**Records for the exercise:**

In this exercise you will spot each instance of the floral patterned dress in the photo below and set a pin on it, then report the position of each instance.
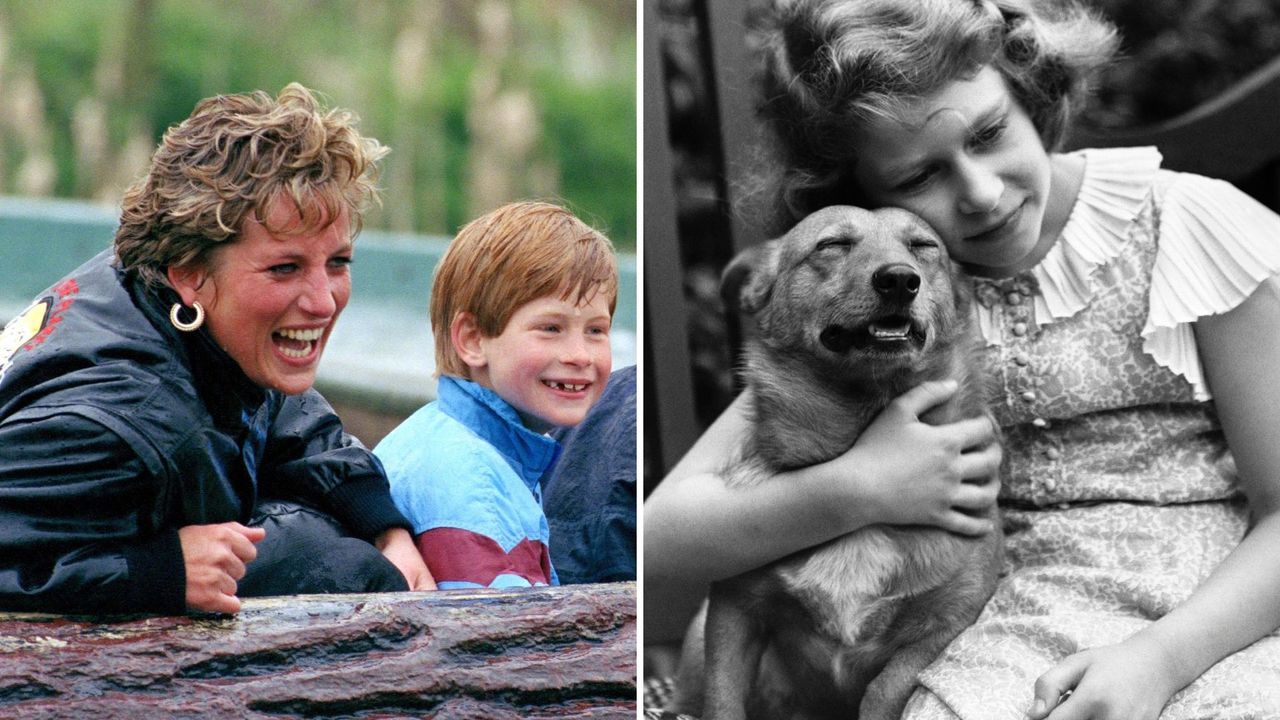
(1120, 493)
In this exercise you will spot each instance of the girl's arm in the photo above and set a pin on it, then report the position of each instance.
(1240, 600)
(899, 472)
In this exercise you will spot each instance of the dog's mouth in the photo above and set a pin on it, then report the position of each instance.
(891, 333)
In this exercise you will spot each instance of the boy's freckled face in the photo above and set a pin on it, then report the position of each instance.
(552, 360)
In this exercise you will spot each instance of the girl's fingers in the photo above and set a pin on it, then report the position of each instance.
(924, 396)
(976, 432)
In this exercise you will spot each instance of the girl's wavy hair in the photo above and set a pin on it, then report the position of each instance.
(510, 256)
(830, 65)
(234, 156)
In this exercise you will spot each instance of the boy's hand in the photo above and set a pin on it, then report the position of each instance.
(397, 546)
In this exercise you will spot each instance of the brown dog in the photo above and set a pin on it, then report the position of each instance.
(851, 309)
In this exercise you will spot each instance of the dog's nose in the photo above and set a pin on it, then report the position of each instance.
(897, 282)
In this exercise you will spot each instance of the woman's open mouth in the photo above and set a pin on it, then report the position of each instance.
(297, 343)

**Stated goal:** Lay out the listing above as a JSON list of strings, with one string for each line and blank lines omitted. Leave the pictures out of the list.

**Solution to this problem:**
[
  "In this exercise you will spot each instance of the floral patterned dress in the photo below and set a pin on it, then report the position of each instance.",
  "(1120, 493)",
  "In this exercise you will spot each instance of the girl's arm in the photo above and set a pin on it, then report the position of each instance.",
  "(1240, 600)",
  "(899, 472)",
  "In this exercise you will spot each instance of the dog's mouth in the photo above and set a pin on it, then report the position of each instance.",
  "(891, 333)",
  "In this exercise you will spot each instance of the boy's freckled face in the photo above and set a pin on it, then report the position of each instance.",
  "(552, 360)",
  "In this exercise you will spot each instance of the girl's fingers in the photo above and set a pin on it, then report the position of each instance.",
  "(924, 396)",
  "(976, 432)",
  "In this exercise you will spot each instance of the girl's wavy hair in the photo above and set a pin on it, then report the position of each instance.",
  "(510, 256)",
  "(830, 65)",
  "(234, 156)",
  "In this exercise you will spot each instance of the boy's hand in the photo above and set a pin on it, then report the position of each instance.",
  "(397, 546)",
  "In this exercise you will spot each instance of the brown dog in the photo above and set a pin on it, then report the position of each instance.",
  "(851, 309)",
  "In this exercise you will spot each instance of the dog's nose in the photo above and set a pin on it, then report the position of each instance.",
  "(897, 282)",
  "In this exercise you will spot each instance of the woman's open mouth in the photo above and set a pin on it, then report the position of each instance.",
  "(297, 343)"
]